EXPLORE THE MATERIAL ->
1/ Return the passage of the Melia Hotels article that begins with "Spain’s Melia Hotels" and ends with "a news conference.".
2/ List every place name that appears in the Melia Hotels article, in order of first mention.

[SELECTED EXTRACT — start]

City breaks aren't as popular (yet) as beach getaways, but the hotelier still has some way to go to turn a profit after Omicron's impact earlier in the year.
Spain’s Melia Hotels said on Wednesday its occupancy rates and revenue should recover to pre-pandemic levels in its resort hotels this year, amid a strong rebound in tourism after the lifting of most Covid-19 restrictions in Europe and America.
The Mallorca-based group expects to have better sales in 2022 than in 2019 in its resort hotels, helped by holidaymakers’ demand for roomier accommodation that boosts the average price of a stay. Meanwhile its urban destinations are forecast to bring in 13 percent less than before the pandemic.
“In all sales channels we are above 2019 (at the moment…) but the evolution is more positive in holiday hotels,” the Melia’s CEO Gabriel Escarrer told a news conference.
“Spain is one of the destinations that benefits most, as clients perceive that it is a safe haven,” Escarrer said, noting that the country is far away from the Ukraine conflict.

[SELECTED EXTRACT — finish]
[DATA RECORDS — start]

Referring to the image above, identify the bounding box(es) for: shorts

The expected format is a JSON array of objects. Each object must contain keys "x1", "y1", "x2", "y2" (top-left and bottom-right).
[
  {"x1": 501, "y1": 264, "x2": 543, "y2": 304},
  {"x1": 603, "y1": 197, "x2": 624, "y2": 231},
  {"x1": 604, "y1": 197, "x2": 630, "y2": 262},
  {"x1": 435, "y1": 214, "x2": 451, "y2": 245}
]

[DATA RECORDS — finish]

COMPLETED EXERCISE ->
1/
Spain’s Melia Hotels said on Wednesday its occupancy rates and revenue should recover to pre-pandemic levels in its resort hotels this year, amid a strong rebound in tourism after the lifting of most Covid-19 restrictions in Europe and America.
The Mallorca-based group expects to have better sales in 2022 than in 2019 in its resort hotels, helped by holidaymakers’ demand for roomier accommodation that boosts the average price of a stay. Meanwhile its urban destinations are forecast to bring in 13 percent less than before the pandemic.
“In all sales channels we are above 2019 (at the moment…) but the evolution is more positive in holiday hotels,” the Melia’s CEO Gabriel Escarrer told a news conference.

2/ Spain, Europe, America, Mallorca, Ukraine